▶ Task to complete
Copy out exactly each line from the line with "Wildlife-tally request: put a marker on the white upper" through the last line of the material below.

Data listing

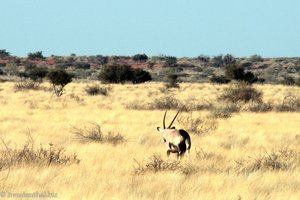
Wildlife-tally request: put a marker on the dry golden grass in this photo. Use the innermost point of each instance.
(107, 171)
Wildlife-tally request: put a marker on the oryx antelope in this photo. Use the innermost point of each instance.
(177, 141)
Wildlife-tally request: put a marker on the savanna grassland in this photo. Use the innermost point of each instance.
(248, 155)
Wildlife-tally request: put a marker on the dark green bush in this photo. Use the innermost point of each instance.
(59, 79)
(37, 74)
(4, 53)
(122, 74)
(288, 80)
(97, 90)
(236, 72)
(140, 57)
(36, 56)
(221, 79)
(172, 81)
(141, 76)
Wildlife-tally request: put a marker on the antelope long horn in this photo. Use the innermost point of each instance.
(173, 119)
(164, 120)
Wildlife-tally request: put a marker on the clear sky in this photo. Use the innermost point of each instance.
(270, 28)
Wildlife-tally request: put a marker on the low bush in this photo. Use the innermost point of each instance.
(27, 85)
(97, 90)
(290, 103)
(122, 74)
(219, 79)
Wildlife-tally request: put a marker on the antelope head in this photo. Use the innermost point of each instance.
(177, 141)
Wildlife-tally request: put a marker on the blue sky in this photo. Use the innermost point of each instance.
(270, 28)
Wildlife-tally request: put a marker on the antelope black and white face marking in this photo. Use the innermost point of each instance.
(177, 141)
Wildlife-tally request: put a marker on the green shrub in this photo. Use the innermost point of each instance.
(141, 76)
(97, 90)
(123, 73)
(59, 79)
(140, 57)
(255, 58)
(172, 81)
(37, 74)
(36, 56)
(288, 80)
(221, 79)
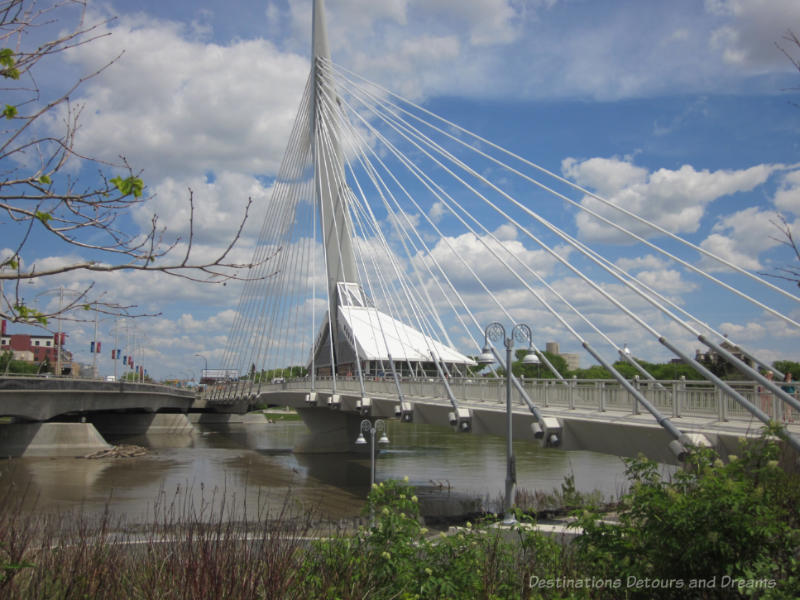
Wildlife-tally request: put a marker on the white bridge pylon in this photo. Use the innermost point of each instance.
(394, 236)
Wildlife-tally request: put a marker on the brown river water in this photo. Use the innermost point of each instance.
(251, 465)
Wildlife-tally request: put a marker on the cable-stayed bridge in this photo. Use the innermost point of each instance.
(395, 237)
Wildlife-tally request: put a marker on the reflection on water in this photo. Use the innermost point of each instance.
(252, 464)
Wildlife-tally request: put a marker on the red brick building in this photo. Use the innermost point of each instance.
(33, 348)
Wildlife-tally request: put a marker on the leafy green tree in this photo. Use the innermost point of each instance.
(738, 520)
(9, 365)
(593, 372)
(788, 366)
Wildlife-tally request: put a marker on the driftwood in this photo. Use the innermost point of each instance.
(123, 451)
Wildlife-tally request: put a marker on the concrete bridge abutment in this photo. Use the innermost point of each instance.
(50, 439)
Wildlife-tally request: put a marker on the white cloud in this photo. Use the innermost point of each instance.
(672, 199)
(787, 197)
(751, 29)
(740, 238)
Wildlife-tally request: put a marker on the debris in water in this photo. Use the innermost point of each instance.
(122, 451)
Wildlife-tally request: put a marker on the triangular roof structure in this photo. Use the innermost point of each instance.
(377, 336)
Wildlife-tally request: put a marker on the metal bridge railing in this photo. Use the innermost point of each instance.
(674, 398)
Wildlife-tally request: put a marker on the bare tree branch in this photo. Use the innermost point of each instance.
(38, 196)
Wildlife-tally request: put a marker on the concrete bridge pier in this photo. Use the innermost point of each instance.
(329, 431)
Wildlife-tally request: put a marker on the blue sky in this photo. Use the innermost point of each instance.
(639, 100)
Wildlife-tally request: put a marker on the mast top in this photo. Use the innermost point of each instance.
(319, 33)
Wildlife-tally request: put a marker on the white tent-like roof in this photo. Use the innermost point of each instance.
(375, 335)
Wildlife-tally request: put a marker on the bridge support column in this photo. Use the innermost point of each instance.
(50, 439)
(329, 431)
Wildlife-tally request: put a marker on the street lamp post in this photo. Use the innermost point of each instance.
(372, 430)
(521, 333)
(205, 369)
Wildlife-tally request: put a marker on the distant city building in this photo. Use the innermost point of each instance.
(35, 348)
(573, 359)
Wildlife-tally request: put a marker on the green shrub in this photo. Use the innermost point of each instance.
(711, 523)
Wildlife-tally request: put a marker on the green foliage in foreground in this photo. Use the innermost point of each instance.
(733, 525)
(9, 365)
(731, 529)
(395, 558)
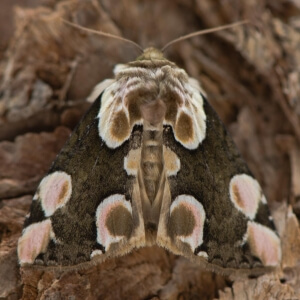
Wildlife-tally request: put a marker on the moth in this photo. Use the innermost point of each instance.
(150, 164)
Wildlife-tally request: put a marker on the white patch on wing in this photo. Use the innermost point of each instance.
(246, 195)
(190, 124)
(203, 254)
(54, 192)
(264, 243)
(105, 208)
(186, 114)
(34, 240)
(195, 239)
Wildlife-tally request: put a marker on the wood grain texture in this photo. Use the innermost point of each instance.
(249, 74)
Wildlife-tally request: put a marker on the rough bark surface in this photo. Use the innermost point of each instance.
(251, 76)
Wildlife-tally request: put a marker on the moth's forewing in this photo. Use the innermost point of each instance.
(150, 163)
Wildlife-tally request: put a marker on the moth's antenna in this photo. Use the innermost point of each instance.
(201, 32)
(106, 34)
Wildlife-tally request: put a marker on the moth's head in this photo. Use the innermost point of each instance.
(151, 53)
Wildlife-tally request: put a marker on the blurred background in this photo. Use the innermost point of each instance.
(251, 77)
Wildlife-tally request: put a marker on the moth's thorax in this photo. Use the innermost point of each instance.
(150, 163)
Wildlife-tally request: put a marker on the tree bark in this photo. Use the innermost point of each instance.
(251, 77)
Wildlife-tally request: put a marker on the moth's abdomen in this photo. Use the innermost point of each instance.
(152, 161)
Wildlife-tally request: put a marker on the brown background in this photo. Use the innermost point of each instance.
(250, 74)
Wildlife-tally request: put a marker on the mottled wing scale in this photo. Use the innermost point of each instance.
(83, 206)
(150, 163)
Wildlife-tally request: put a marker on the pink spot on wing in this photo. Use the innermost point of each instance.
(104, 209)
(34, 240)
(264, 244)
(55, 191)
(195, 239)
(245, 193)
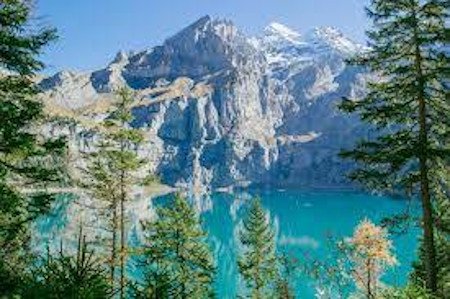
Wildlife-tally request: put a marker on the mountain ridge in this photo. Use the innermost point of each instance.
(222, 108)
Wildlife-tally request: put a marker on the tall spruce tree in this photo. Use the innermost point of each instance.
(178, 261)
(111, 174)
(61, 276)
(27, 159)
(257, 263)
(408, 103)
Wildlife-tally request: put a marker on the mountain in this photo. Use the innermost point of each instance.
(222, 109)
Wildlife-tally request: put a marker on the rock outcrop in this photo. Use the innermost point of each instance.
(222, 109)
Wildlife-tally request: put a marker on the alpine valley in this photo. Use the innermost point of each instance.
(221, 109)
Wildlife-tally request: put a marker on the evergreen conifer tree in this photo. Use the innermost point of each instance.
(27, 159)
(65, 276)
(112, 173)
(257, 263)
(178, 261)
(408, 104)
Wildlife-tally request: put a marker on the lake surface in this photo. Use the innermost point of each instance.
(302, 222)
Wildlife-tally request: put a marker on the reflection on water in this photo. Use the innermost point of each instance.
(302, 221)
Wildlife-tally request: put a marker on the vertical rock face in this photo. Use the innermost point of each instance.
(221, 109)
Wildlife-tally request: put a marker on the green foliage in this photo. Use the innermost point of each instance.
(401, 31)
(62, 276)
(178, 262)
(408, 104)
(257, 263)
(111, 173)
(287, 267)
(27, 159)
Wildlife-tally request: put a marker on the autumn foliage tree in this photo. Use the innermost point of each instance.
(370, 255)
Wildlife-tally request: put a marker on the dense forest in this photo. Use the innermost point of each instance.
(407, 101)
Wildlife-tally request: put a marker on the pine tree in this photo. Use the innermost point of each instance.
(64, 276)
(407, 103)
(27, 159)
(178, 262)
(257, 264)
(112, 173)
(285, 277)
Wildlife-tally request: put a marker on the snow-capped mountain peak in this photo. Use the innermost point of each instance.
(278, 30)
(331, 38)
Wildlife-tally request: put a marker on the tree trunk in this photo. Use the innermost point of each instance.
(122, 226)
(427, 208)
(114, 242)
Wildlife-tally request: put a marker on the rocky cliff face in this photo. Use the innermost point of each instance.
(222, 109)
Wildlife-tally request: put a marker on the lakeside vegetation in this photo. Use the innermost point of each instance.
(408, 103)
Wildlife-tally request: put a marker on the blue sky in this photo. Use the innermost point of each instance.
(92, 31)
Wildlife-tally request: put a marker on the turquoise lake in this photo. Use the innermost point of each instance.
(302, 222)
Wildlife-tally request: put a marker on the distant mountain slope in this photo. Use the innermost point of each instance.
(221, 109)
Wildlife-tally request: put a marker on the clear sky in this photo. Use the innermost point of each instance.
(92, 31)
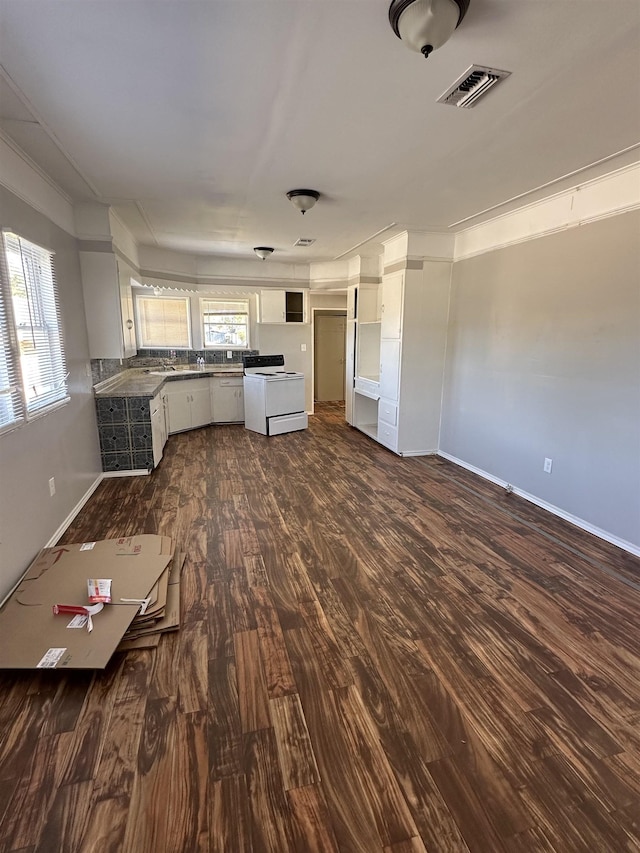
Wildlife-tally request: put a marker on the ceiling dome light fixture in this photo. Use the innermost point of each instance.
(263, 252)
(425, 25)
(303, 200)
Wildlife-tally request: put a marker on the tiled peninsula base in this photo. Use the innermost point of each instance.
(124, 425)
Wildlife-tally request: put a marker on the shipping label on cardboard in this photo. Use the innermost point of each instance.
(50, 659)
(128, 545)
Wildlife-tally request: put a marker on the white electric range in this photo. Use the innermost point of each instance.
(273, 396)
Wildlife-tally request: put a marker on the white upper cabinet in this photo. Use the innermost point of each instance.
(108, 305)
(282, 306)
(391, 308)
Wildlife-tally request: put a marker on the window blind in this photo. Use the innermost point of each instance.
(33, 372)
(225, 323)
(11, 404)
(163, 322)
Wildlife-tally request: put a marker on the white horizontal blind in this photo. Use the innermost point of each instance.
(225, 324)
(11, 405)
(163, 322)
(36, 340)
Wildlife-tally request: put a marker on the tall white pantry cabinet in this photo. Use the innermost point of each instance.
(413, 323)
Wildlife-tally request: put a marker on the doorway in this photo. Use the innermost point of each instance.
(329, 350)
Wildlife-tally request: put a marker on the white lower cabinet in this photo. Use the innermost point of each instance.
(388, 435)
(189, 404)
(158, 428)
(227, 400)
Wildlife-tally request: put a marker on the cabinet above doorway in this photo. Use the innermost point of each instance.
(282, 306)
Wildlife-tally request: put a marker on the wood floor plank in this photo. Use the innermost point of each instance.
(252, 689)
(271, 826)
(224, 724)
(273, 650)
(150, 803)
(311, 823)
(188, 795)
(295, 752)
(118, 748)
(229, 817)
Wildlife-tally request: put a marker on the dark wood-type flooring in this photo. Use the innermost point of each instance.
(376, 654)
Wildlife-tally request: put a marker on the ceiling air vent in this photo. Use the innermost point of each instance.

▶ Written response
Wildlife-tally request: put a marker on the white upper cabinet in this photo. Use the innermost point of each instance.
(108, 305)
(282, 306)
(391, 308)
Wildlife-tally request: put a marker on the window blind in this photo. Use the innermost point of each instance.
(33, 372)
(225, 323)
(11, 404)
(163, 322)
Wildlife-tally request: put a marker on the white horizontal blind in this photo. Use the innermost point of each instance.
(225, 324)
(11, 405)
(163, 322)
(36, 340)
Wildlife-tally request: put a marker on the tall white pantry cabinet in this photo. Use the innermost point of each instance.
(413, 323)
Wildlife-tally request: put a marker on the doorway in this photo. Use the innermost point of each instance.
(329, 350)
Wildlife-tally request: put a marker on the white lower cabinet in this photo. Use the innermost point of each instance.
(388, 435)
(189, 404)
(158, 428)
(227, 400)
Wildlife-tally request: put a marker on the cabinet above doorway in this photo. Use the innermost point of each instance.
(282, 306)
Wildlife-tally request: put a marker on the wood floor plank in this photo. Use the innermost point of each instance.
(252, 689)
(271, 826)
(224, 724)
(273, 650)
(150, 803)
(311, 823)
(188, 795)
(295, 752)
(118, 748)
(229, 817)
Wildlife-tally request: put a marker on the dark wood-type flooring in this photo. Use the innermost point of each instance.
(376, 654)
Wildlife-tally request: put a marker on the ceiling air vent in this photo. Use the innermost point of each instance.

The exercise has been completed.